▶ [Directions for this task]:
The response should contain every record, reproduced exactly.

++++ Exercise inputs

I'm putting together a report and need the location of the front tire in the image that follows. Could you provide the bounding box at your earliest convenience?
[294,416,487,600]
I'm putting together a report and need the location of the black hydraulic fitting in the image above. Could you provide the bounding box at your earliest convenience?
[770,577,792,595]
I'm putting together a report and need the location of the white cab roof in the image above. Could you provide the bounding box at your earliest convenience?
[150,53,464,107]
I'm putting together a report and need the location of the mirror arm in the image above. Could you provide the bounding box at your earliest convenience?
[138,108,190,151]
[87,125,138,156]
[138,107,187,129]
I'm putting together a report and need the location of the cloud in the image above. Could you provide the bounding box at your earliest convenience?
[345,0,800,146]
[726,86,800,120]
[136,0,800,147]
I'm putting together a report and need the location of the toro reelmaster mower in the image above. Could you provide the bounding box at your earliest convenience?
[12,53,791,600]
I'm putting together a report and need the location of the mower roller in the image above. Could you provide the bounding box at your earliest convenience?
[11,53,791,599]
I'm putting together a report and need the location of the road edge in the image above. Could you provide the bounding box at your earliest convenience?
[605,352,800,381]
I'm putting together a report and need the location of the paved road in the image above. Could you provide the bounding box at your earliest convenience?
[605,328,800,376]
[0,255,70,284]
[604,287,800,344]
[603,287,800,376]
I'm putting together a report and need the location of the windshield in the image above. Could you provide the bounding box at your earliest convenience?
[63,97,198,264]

++++++++

▶ [Output]:
I'm putting together a report and need the location of the front tire in the image that follows. Could you provide the bounding box at your earliest convenience?
[294,416,487,600]
I'm putting together a report and need the location of the black hydraulic fitting in the image above. Could you provide the bounding box at your earliest convenience?
[770,577,792,595]
I'm putting together a report and need the location of the white cab roof in the image above. Could you provide the bounding box at your earliest convenience?
[150,53,464,107]
I'm putting together a report and need the location of the mirror arm in the image above. Could you provide the bounding box at your earliest convenience?
[138,108,190,151]
[87,125,138,156]
[138,107,187,129]
I'm putting together a report and need the location of the cloud in the image above. Could you provide the bounding box at your earliest convenience?
[345,0,800,146]
[726,86,800,120]
[136,0,800,147]
I'm putting together a report and need the location of the toro reelmaster mower in the image above. Could you provide the bounding box at your earliest convenience?
[12,53,791,600]
I'm putting together a report and need the location of the mower roller in the image above. Could you provide the bounding box at your earliest convenience?
[11,53,791,599]
I'm putting together a report and need the location of the road edge in the image above. Could you provide the bounding box at your earliest convenience?
[605,352,800,381]
I'm putting together a report and need the location of the paved road in the image above. Could you provide the bounding box at your earliest convenience?
[605,328,800,376]
[0,255,70,284]
[604,287,800,344]
[603,287,800,376]
I'm putting together a report and need the location of the windshield in the image above. Could you provide the bounding box at your earliest convenience?
[63,97,198,264]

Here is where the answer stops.